### Required task
Update the passage on creative risk, beginning at the words "Sorry Mom and" and stopping after "and physical states.", so that "stable career" becomes "steady job".

##### Text block #####

I was talking with my friend Bogdan Darev, Producer at Itchy Rodent Films and writer/director/creator of the documentary Kaval Park about this very subject. “I’ve had that discussion with my wife many times,” he said as he shook his head. “Whenever she would go on these crazy hikes or rock climbing trips, I used to get so mad. I couldn’t understand why she would take those risks when she has a family.”

 

Bogdan and his wife have since worked through many of these concerns, but surely the fear remains and that will always be the case. I proceeded in the conversation to suggest to Bogdan that it was equally reckless and adventurous to pursue artistic professions when you have a family to provide for, to which he gave a thoughtful nod before chuckling. “I guess that’s a good point. I never thought of it like that,” he said. 

 

And it’s true. All of us in the literary, music, film, and art worlds live in a constant state of looking for the next gig, the next story, the next contract, knowing that every opportunity is as fickle and uncertain as the last. You can write the best story of your career and, due to a mountain of circumstances that may be out of your control, sell fewer copies and meet less success. 

 

Any ‘flop’ project can damage your credibility and chances of selling in the future. Not to mention, we face constant rejection and trepidation on a day-to-day basis just by creating art and putting ourselves out there for the whole world to see and judge. 

 

Sorry Mom and Dad, I really didn’t make any of this easy on you. It would have been much simpler for those who care about me if I had just been a non-adventurous father of a family with a stable career that pays well. Alas… that’s the opposite of what happened. 


 

So anyway, how can we use all of this as writers? 

 

We can use anything that allows us to heighten tension, raise stakes, and challenge our characters with conflict. The fear of never hearing from a loved one again is as prevalent a conflict as anything occurring out there in the ‘a-story’ adventure. One thing I’ve been trying to do lately is take that story of home, that story of those waiting in the wings as the ‘real’ action unfolds, and diving into their phycological and physical states.

 

I’m doing this because I don’t believe that their tension is any less effective to the story. I don’t believe that those characters are any less worthy just because they might not swing as many swords or jump off as many towering cliffs, or save any princes or princesses from the proverbial dragon. I want to see that struggle of the wait, of the not knowing, of the silent phone that you hope will ring and dread in the ringing all at once. There’s some real good slow-burn horror to be mined from those emotions and I’m enjoying the exploration.

##### Extracted entries #####

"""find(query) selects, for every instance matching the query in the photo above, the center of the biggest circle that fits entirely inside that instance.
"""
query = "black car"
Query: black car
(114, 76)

#####

### Output
Sorry Mom and Dad, I really didn’t make any of this easy on you. It would have been much simpler for those who care about me if I had just been a non-adventurous father of a family with a steady job that pays well. Alas… that’s the opposite of what happened. 


 

So anyway, how can we use all of this as writers? 

 

We can use anything that allows us to heighten tension, raise stakes, and challenge our characters with conflict. The fear of never hearing from a loved one again is as prevalent a conflict as anything occurring out there in the ‘a-story’ adventure. One thing I’ve been trying to do lately is take that story of home, that story of those waiting in the wings as the ‘real’ action unfolds, and diving into their phycological and physical states.